▼

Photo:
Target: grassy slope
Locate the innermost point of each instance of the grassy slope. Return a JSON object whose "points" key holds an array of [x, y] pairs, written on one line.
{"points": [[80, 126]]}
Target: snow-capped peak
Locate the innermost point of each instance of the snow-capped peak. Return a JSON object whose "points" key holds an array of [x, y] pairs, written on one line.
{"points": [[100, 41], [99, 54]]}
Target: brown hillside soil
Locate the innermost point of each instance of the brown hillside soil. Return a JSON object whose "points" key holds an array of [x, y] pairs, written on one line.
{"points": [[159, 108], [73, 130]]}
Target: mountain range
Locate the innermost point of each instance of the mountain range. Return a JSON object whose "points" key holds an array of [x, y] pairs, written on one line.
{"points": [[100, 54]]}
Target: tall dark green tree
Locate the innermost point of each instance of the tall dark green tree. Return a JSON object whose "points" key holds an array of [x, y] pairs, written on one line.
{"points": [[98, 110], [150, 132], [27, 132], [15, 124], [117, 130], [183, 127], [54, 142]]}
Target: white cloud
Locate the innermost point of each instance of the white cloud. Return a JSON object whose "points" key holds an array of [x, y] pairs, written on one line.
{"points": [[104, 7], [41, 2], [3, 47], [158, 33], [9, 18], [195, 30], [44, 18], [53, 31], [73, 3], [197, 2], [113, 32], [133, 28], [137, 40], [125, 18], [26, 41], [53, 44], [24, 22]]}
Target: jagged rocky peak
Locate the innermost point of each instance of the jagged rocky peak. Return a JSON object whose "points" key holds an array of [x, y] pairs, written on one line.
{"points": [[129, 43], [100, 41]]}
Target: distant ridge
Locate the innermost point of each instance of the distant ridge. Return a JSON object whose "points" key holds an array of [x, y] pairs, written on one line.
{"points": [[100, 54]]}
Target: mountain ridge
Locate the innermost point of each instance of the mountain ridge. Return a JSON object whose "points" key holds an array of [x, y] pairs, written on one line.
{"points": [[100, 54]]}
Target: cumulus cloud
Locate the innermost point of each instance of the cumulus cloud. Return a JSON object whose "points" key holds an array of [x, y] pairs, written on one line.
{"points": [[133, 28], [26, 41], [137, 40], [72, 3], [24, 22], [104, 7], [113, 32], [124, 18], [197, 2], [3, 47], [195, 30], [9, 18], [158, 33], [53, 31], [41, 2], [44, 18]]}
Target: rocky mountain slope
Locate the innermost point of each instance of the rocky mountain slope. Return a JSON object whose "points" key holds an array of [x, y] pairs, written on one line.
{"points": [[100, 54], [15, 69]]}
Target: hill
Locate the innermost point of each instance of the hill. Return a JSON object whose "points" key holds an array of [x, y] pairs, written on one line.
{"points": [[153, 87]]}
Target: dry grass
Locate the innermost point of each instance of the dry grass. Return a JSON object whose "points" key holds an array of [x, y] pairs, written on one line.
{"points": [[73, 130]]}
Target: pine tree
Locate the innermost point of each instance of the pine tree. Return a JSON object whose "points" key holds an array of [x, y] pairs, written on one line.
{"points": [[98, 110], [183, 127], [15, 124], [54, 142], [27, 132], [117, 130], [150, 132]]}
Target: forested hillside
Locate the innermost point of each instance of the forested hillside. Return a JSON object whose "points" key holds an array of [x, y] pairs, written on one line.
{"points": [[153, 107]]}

▲

(Problem to work on): The answer must hold only the lines from the first line of the data through the line bearing "Target: mountain range", returned exactly.

(Response area):
Photo:
Target: grassy slope
Locate the innermost point of each instance of the grassy slope. Return a JSON object whose "points" key holds an array of [x, y] pairs, written on one line.
{"points": [[80, 126]]}
Target: snow-capped peak
Locate the innermost point of each instance of the snow-capped peak. Return a JSON object whose "points" key holds an array of [x, y] pairs, written on one line.
{"points": [[100, 41], [99, 54]]}
Target: brown hillside soil
Locate the innermost point of each instance of the brown hillside soil. Return a JSON object whose "points" key holds an array of [x, y] pairs, written on one line.
{"points": [[159, 108], [73, 130]]}
Target: mountain range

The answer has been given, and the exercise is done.